* Exercise brief
Rewrite everything from the line containing "Target: dark suv" down to the last line of the items as a numbered list, one line per number and with blank lines dropped.

(Entries from a dataset)
----

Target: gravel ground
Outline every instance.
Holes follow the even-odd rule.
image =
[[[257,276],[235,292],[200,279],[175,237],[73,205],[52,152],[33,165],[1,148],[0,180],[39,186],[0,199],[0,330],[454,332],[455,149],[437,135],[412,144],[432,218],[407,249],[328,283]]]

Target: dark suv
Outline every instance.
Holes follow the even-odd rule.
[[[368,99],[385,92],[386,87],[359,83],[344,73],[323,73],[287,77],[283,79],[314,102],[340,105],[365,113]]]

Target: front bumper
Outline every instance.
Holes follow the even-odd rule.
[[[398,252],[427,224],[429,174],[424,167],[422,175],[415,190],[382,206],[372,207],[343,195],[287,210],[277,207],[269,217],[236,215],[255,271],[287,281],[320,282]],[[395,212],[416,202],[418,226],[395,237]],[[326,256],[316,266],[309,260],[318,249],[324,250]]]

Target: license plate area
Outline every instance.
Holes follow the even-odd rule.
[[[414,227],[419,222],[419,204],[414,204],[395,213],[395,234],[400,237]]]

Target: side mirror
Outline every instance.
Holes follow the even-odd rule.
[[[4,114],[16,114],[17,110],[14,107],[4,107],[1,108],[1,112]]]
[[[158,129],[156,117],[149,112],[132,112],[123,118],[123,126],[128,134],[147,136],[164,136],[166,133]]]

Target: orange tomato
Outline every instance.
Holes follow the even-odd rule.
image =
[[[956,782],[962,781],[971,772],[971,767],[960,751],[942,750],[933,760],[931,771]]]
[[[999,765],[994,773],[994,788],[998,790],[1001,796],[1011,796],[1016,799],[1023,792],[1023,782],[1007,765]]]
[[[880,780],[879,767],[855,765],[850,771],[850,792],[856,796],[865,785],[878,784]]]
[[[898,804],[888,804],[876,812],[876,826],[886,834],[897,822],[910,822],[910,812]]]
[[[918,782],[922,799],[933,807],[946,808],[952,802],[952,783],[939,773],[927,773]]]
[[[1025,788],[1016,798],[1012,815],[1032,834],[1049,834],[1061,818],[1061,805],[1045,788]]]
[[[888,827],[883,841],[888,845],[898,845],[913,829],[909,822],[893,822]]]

----

* Exercise solution
1. Target: dark suv
2. Outline every instance.
3. Holes follow the even-odd rule.
4. [[[368,99],[385,92],[386,87],[359,83],[344,73],[323,73],[287,77],[283,79],[314,102],[340,105],[365,113]]]
5. Target: front bumper
6. Outline every instance.
7. Holes follow the even-odd rule.
8. [[[398,252],[427,224],[429,174],[424,167],[422,175],[415,190],[382,206],[372,207],[343,195],[287,210],[277,207],[269,217],[236,215],[255,271],[287,281],[320,282]],[[395,212],[416,202],[418,226],[395,237]],[[326,256],[316,266],[309,260],[318,249],[324,250]]]
9. Target: license plate area
10. Outline every instance.
11. Holes follow the even-odd rule.
12. [[[414,227],[419,222],[419,204],[414,204],[395,213],[395,234],[400,237]]]
13. Target: side mirror
14. Outline every instance.
15. Holes follow the even-odd rule.
16. [[[4,114],[16,114],[17,110],[14,107],[4,107],[1,108],[1,112]]]
17. [[[158,129],[156,117],[149,112],[132,112],[123,118],[123,126],[128,134],[147,136],[164,136],[166,133]]]
18. Target: orange tomato
19. Outline every instance.
20. Holes follow the even-odd rule.
21. image =
22. [[[956,782],[962,781],[971,772],[971,767],[960,751],[942,750],[933,760],[931,771]]]
23. [[[999,765],[994,773],[994,788],[998,790],[1001,796],[1011,796],[1016,799],[1023,792],[1023,782],[1007,765]]]
24. [[[880,780],[879,767],[855,765],[850,771],[850,792],[856,796],[865,785],[878,784]]]
25. [[[898,804],[888,804],[876,812],[876,826],[886,834],[897,822],[910,822],[910,812]]]
26. [[[918,782],[922,799],[933,807],[946,808],[952,802],[952,783],[939,773],[927,773]]]
27. [[[1025,788],[1016,798],[1012,815],[1032,834],[1049,834],[1061,818],[1061,805],[1045,788]]]
28. [[[888,827],[883,841],[888,845],[898,845],[913,829],[909,822],[893,822]]]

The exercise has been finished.